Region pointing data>
__________
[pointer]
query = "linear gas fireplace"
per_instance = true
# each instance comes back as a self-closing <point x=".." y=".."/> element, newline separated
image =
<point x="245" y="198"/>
__________
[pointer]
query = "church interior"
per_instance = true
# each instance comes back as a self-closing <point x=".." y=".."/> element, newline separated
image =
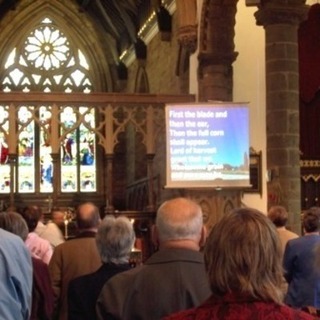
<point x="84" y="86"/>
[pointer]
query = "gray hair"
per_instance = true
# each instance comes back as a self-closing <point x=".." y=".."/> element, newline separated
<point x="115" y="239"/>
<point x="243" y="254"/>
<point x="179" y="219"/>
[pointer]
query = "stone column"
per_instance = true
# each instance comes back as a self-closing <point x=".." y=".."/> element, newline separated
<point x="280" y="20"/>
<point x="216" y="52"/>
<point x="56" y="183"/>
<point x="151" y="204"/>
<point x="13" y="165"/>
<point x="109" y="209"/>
__________
Task brief>
Which of the lines above mention the word "query"? Pull those lines out.

Answer to this exercise>
query = "linear gas fireplace"
query = "church interior"
query = "gray hair"
query = "stone column"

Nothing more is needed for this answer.